Document passage:
------------------------------------------------

The Project

A medieval depiction of a woman reading to children

Between 2014-2018, Deborah Youngs, a Professor in the Department of History was the Principal Investigator on an Arts and Humanities Research Council (AHRC) funded project – worth £854,599 – along with her Co-Investigators: Prof. Garthine Walker (Department of History, School of History, Archaeology and Religion at Cardiff University) and Prof Alex Shepard (School of Humanities at the University of Glasgow).

This 48 month project explored women's access to justice across various parts of Britain and Ireland between c.1100-c.1750. Its intention was to look beyond the single jurisdiction or region, and to draw on less well known materials in Ireland, Wales and Scotland. The resources for the project included records from both secular and church courts, encompassing civil, canon and criminal jurisdictions.

Taking a distinctly comparative focus, the team asked questions about women’s access to justice and the legal process, the choices they had, the obstacles and opportunities with which they were confronted as ‘women’. It also explored the extent to which the answers to these questions were determined by and varied according to national boundaries, language, ethnicity, confessional identity, and social status. In which judicial and cultural contexts were women more or less legally disadvantaged? How and with what success did they negotiate these limits? How did this change over time? Such issues were addressed by making new comparisons across borders and time, including Jewish, Irish, Welsh and Scottish women operating in courts where their first language was not spoken, and processes imposed by a dominant or colonial power.

 

The Team

The project brought together a team of experienced researchers – Youngs, Shepard, and Walker - alongside a number of early career Research Associates. Dr Sparky Booker (2014-2016) examined the position of English and Irish women in secular and ecclesiastical courts in the English colony in Ireland c.1300-c.1500. Dr Emma Cavell (2015-2018) focused on the under-explored issue of Jewish women’s access to justice in the courts of England c.1100 – c.1300. Dr Teresa Phipps (2016-2018) extended her research into female litigation in late medieval English towns. It also funded two AHRC PhD students, who have successfully completed their doctorates: Dr Rebecca Mason (Glasgow) on married women and the law in Scotland, 1600-1750; and Dr Elizabeth Howard (Cardiff) on women and courts in Wales, c.1530-1660.

------------------------------------------------

Image point annotation entries:
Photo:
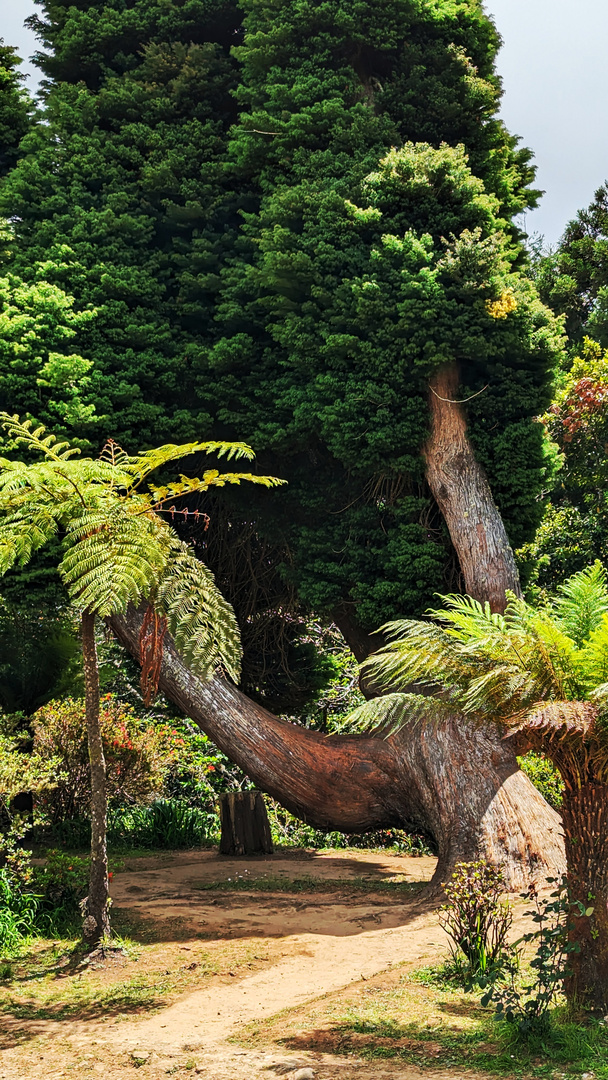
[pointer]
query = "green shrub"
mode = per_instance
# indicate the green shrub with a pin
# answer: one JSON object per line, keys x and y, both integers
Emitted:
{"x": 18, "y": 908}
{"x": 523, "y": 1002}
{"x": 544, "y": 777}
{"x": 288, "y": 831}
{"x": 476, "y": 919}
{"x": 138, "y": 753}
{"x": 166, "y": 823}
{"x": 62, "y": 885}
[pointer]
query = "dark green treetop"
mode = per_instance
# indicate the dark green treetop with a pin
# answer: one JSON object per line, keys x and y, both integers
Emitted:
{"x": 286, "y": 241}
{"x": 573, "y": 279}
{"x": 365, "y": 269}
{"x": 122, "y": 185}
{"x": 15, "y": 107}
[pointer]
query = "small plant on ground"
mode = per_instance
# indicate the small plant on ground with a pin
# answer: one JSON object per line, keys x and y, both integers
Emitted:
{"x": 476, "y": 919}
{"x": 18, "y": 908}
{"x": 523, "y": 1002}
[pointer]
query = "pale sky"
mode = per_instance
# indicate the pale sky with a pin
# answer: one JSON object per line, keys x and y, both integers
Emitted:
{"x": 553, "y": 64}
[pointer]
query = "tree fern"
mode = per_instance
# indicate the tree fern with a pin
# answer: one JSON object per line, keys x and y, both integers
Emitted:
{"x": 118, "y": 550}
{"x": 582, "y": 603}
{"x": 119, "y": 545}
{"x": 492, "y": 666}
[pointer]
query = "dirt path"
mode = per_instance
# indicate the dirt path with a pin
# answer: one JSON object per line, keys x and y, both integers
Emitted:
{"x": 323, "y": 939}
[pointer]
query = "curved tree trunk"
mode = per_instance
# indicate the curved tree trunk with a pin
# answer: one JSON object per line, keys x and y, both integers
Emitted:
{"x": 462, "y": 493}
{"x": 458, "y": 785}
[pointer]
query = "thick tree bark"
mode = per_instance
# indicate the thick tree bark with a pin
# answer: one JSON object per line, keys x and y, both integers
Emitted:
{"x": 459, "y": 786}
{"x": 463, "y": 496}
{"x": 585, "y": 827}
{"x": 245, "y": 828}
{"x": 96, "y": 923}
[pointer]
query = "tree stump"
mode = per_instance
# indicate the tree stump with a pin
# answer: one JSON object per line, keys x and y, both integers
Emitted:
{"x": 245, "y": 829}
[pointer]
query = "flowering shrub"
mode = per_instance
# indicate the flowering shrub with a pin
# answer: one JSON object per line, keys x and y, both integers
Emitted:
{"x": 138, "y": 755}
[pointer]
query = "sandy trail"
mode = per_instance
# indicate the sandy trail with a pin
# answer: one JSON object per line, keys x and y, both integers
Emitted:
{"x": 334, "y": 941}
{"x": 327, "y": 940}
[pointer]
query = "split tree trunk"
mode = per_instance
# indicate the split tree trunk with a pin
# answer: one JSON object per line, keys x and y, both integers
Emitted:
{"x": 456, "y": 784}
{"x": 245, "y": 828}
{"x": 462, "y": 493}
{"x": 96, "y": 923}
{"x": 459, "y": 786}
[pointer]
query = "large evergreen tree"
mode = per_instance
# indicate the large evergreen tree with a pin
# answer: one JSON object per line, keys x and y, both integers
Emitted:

------------------------------------------------

Task instructions:
Reproduce in full, without any changes, the page describing the research project on women's access to justice in Britain and Ireland.

The output:
The Project

A medieval depiction of a woman reading to children

Between 2014-2018, Deborah Youngs, a Professor in the Department of History was the Principal Investigator on an Arts and Humanities Research Council (AHRC) funded project – worth £854,599 – along with her Co-Investigators: Prof. Garthine Walker (Department of History, School of History, Archaeology and Religion at Cardiff University) and Prof Alex Shepard (School of Humanities at the University of Glasgow).

This 48 month project explored women's access to justice across various parts of Britain and Ireland between c.1100-c.1750. Its intention was to look beyond the single jurisdiction or region, and to draw on less well known materials in Ireland, Wales and Scotland. The resources for the project included records from both secular and church courts, encompassing civil, canon and criminal jurisdictions.

Taking a distinctly comparative focus, the team asked questions about women’s access to justice and the legal process, the choices they had, the obstacles and opportunities with which they were confronted as ‘women’. It also explored the extent to which the answers to these questions were determined by and varied according to national boundaries, language, ethnicity, confessional identity, and social status. In which judicial and cultural contexts were women more or less legally disadvantaged? How and with what success did they negotiate these limits? How did this change over time? Such issues were addressed by making new comparisons across borders and time, including Jewish, Irish, Welsh and Scottish women operating in courts where their first language was not spoken, and processes imposed by a dominant or colonial power.

 

The Team

The project brought together a team of experienced researchers – Youngs, Shepard, and Walker - alongside a number of early career Research Associates. Dr Sparky Booker (2014-2016) examined the position of English and Irish women in secular and ecclesiastical courts in the English colony in Ireland c.1300-c.1500. Dr Emma Cavell (2015-2018) focused on the under-explored issue of Jewish women’s access to justice in the courts of England c.1100 – c.1300. Dr Teresa Phipps (2016-2018) extended her research into female litigation in late medieval English towns. It also funded two AHRC PhD students, who have successfully completed their doctorates: Dr Rebecca Mason (Glasgow) on married women and the law in Scotland, 1600-1750; and Dr Elizabeth Howard (Cardiff) on women and courts in Wales, c.1530-1660.